WORK TO COMPLETE
Below are the entries; set down each of them exactly.

Items from a data source

——————————

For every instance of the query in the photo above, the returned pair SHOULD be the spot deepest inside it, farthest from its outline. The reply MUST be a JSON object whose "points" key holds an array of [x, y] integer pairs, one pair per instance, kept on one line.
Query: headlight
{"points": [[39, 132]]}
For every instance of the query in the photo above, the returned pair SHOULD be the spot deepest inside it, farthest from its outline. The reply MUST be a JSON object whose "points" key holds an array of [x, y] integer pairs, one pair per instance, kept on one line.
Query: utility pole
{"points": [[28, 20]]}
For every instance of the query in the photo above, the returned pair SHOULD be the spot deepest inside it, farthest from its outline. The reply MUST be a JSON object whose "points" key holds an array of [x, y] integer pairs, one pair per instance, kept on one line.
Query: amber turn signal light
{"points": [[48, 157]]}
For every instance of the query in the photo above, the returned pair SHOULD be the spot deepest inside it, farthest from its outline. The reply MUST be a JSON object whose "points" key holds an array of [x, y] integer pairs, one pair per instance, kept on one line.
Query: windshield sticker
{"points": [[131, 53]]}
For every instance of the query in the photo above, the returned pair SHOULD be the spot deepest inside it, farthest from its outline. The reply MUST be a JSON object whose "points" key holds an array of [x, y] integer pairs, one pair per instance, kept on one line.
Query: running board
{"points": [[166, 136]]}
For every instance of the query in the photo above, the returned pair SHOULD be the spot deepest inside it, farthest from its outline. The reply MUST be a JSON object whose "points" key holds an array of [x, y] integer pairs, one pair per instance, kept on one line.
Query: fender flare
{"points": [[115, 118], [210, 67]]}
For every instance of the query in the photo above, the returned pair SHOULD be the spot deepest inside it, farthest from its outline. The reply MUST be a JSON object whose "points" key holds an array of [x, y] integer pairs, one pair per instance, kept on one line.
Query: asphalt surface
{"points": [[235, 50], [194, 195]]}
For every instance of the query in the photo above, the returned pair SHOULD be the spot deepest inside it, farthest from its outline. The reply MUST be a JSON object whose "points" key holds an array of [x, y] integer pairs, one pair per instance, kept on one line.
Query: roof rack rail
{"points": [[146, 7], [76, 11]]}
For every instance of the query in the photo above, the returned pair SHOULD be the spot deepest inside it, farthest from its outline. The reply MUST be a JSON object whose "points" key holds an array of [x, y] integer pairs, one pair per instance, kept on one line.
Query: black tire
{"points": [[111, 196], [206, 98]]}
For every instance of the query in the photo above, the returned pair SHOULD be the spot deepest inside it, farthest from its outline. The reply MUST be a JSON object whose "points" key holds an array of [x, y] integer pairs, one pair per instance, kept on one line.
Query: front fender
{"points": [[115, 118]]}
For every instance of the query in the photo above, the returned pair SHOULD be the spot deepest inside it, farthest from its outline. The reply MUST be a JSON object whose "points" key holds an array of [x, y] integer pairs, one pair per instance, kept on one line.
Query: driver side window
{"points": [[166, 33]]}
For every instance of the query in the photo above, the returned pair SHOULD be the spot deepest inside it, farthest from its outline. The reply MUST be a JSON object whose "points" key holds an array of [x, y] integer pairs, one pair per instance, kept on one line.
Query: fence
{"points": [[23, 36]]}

——————————

FINISHED TASK
For every instance of the query in the photo above, the returned pair SHOULD be the spot deepest inside it, farthest from its outline. The reply MUST be a JSON object whose "points" key holds an array of [x, y] integer pairs, one pair per instance, kept on one line.
Query: headlight
{"points": [[39, 132]]}
For every instance of the query in the photo above, the returned pair SHOULD be the spot deepest inside it, farthest from its outline. The reply MUST be a JSON object whose "points" key holds an array of [x, y] integer pairs, one pair per instance, kept on one line.
Query: utility pole
{"points": [[28, 20]]}
For every instance of the query in the photo above, the returned pair SHOULD be the spot deepest inside it, farthest from its outline. The reply MUST be a JSON object whose "points" key holds an array of [x, y] integer pairs, one pair per instance, kept on one line.
Query: amber turn signal light
{"points": [[48, 157]]}
For every instance of the query in the photo above, the returned pair SHOULD be the spot deepest inside it, farthest from its outline. The reply MUST be a JSON object whose "points" key holds an array of [x, y] integer pairs, one pair per instance, kept on one line.
Query: windshield sticker
{"points": [[131, 53]]}
For every instance of the query in the photo above, the returned pair SHOULD be the spot deepest inside it, farthest from its outline. The reply MUST be a JSON object whose "points" key holds an array of [x, y] integer pairs, one pair per instance, kept on one line.
Query: running board
{"points": [[166, 136]]}
For every instance of the query in the photo above, the returned pair SHOULD be the spot deepest inside it, farthest from its outline. The reply MUST be a JSON object whose "points" key holds an array of [x, y] integer pairs, one pair per instance, kept on one line.
Query: fender flare
{"points": [[115, 118], [210, 67]]}
For every instance of the query in the photo above, the returned pair SHOULD be the spot deepest inside it, farthest from its outline. The reply MUST be a JSON object whose "points" key holds an array of [x, y] integer pairs, one pair per instance, kept on one line.
Query: asphalt surface
{"points": [[235, 50], [194, 195]]}
For every instance of the query in the photo above, the returned pair SHOULD be the spot deepest inside it, farthest from its outline. The reply MUST be a JSON object whose "points" key holds an array of [x, y] integer pairs, one pair per instance, kept on one line.
Query: roof rack rail
{"points": [[146, 7], [76, 11]]}
For every instance of the query in the photo above, the returned pair SHOULD be the spot deepest inside it, farthest from its outline. The reply MUST be a JSON object whose "points" key holds an array of [x, y] integer pairs, one pair per instance, kept on one line.
Query: black tire
{"points": [[111, 196], [206, 98]]}
For every instance of the query in the photo above, the returned pair SHOULD be the spot deepest inside it, farthest from its outline. The reply MUST be a JSON object whose "points" key holds an array of [x, y] integer pairs, one pair per instance, kept on one line.
Query: front fender
{"points": [[115, 118]]}
For every instance of the query in the photo above, the returned pair SHOULD be the spot deepest inside it, farthest from its outline. The reply MUST be a JSON object whose "points" key holds an array of [x, y] integer pairs, one pair per instance, kept on one line.
Query: driver side window
{"points": [[166, 33]]}
For every instance of the query in the photo above, the returned pair SHOULD be the spot deepest inside it, farthest from its outline. The reply MUST be a JSON object whose "points" key holds an array of [x, y] integer pairs, one pair per instance, kept on one line.
Query: fence
{"points": [[23, 36]]}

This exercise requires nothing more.